Start of Exercise input

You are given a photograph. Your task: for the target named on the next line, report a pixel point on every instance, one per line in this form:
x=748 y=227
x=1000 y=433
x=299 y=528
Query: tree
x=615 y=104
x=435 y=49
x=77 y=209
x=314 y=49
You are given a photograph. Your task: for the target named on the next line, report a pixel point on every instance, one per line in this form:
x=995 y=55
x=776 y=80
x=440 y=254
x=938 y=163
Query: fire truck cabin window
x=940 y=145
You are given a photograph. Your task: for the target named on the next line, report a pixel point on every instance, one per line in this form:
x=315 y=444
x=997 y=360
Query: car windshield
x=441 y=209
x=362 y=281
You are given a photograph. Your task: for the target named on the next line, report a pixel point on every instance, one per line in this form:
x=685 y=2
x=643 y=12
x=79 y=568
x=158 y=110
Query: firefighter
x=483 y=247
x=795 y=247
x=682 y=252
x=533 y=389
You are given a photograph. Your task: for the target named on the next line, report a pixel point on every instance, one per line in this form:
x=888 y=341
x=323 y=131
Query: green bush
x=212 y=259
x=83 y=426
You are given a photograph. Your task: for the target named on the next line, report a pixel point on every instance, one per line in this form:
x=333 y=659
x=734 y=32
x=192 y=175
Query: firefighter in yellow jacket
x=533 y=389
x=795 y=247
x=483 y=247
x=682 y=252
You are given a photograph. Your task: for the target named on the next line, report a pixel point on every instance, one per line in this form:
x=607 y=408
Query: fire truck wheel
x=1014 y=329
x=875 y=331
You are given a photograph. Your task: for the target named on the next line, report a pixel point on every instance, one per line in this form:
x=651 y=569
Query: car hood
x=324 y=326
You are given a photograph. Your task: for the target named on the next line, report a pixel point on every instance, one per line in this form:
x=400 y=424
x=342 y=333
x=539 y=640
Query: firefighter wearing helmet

End of Exercise input

What is being asked:
Recopy all the lines exactly as they appear.

Finished answer:
You are given a photograph. Your task: for the target named on the next line, report a pixel point on every instance, one per line in this form:
x=748 y=227
x=1000 y=433
x=299 y=528
Query: tree
x=615 y=104
x=435 y=49
x=77 y=209
x=314 y=49
You are given a photograph. Your task: for the target named on the next line, report a pixel point on every instance, one per line in this form:
x=995 y=55
x=776 y=80
x=440 y=254
x=938 y=163
Query: fire truck cabin window
x=940 y=145
You are given a photograph. Your task: for the target named on the next line, report a pixel point on every instance, one per line in this form:
x=315 y=444
x=997 y=360
Query: car windshield
x=441 y=209
x=362 y=281
You are given a photograph. Your task: for the target named on the next line, report a pixel point on every instance, one per line in this form:
x=685 y=2
x=643 y=12
x=79 y=568
x=158 y=110
Query: firefighter
x=483 y=247
x=795 y=247
x=682 y=252
x=533 y=389
You are given a photograph. Your task: for the target named on the next line, report a pixel point on every instance, one per line in this form:
x=888 y=341
x=323 y=131
Query: green bush
x=212 y=259
x=83 y=426
You are given a photograph. Your task: for the target named on the next line, report a pixel point on every instance, one per line in this form:
x=333 y=659
x=734 y=32
x=192 y=175
Query: firefighter in yellow jacket
x=533 y=389
x=795 y=247
x=483 y=247
x=682 y=252
You are given a photograph. Your task: for the target named on the next line, report a pixel point on every instance, one per line in this form:
x=607 y=408
Query: fire truck wheel
x=1014 y=329
x=875 y=331
You are given a photograph. Your task: for the target named on the next line, report a pixel point on every instance, one per line in this form:
x=651 y=569
Query: car hood
x=324 y=326
You are given a photograph. Your task: for the target named on the next line, report a pixel point on every instance, one per line in this form:
x=400 y=424
x=342 y=333
x=539 y=640
Query: firefighter wearing helmet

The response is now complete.